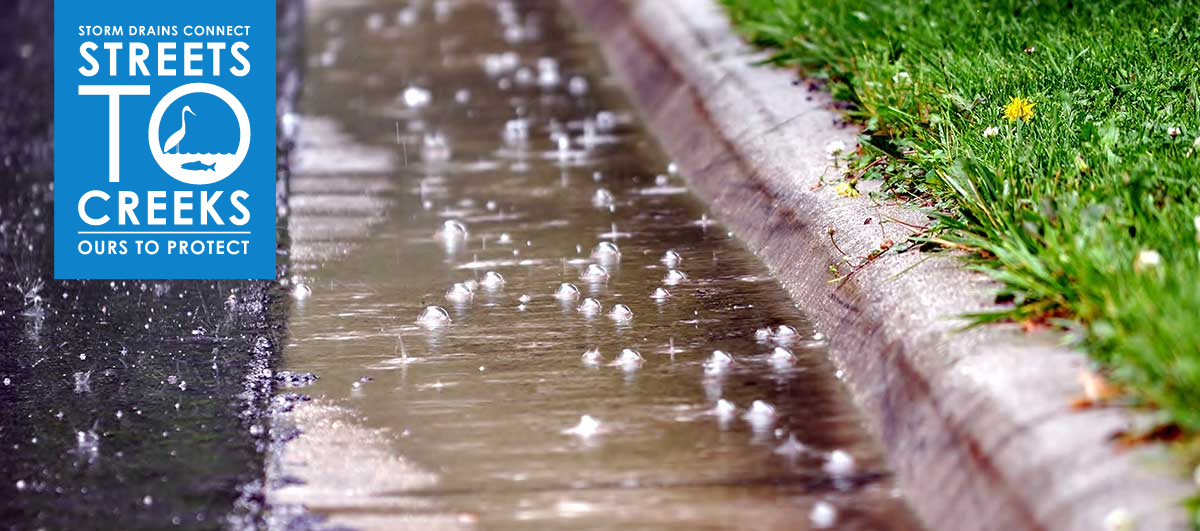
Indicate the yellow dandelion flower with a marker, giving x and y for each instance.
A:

--

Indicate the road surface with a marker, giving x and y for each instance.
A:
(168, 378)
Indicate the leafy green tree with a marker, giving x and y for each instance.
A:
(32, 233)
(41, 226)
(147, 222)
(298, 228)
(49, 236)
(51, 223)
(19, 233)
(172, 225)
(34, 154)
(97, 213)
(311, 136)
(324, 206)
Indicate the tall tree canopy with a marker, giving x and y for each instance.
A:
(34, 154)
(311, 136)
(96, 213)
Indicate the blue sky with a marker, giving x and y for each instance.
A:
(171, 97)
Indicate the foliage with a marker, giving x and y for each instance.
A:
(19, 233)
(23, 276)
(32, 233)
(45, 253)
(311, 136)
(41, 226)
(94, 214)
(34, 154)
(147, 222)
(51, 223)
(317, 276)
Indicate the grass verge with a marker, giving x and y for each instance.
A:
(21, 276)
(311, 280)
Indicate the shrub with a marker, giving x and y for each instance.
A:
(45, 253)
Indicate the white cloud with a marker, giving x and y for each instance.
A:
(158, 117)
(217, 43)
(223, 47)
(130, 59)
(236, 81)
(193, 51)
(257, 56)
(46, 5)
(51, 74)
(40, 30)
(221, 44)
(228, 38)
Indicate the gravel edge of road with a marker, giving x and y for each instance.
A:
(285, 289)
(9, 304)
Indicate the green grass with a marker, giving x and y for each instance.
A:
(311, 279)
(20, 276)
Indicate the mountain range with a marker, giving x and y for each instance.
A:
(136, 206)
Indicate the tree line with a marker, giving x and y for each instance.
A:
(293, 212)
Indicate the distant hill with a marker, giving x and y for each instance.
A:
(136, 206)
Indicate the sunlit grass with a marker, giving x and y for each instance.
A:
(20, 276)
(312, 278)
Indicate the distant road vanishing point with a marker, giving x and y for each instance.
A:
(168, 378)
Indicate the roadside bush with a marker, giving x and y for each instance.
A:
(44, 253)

• Brief
I need every line of the data that has the word "distant"; please list them.

• Solution below
Indicate the distant hill with a marker, giving x and y for each instance.
Indicate the distant road vanishing point with a marker, giving x and y for each instance.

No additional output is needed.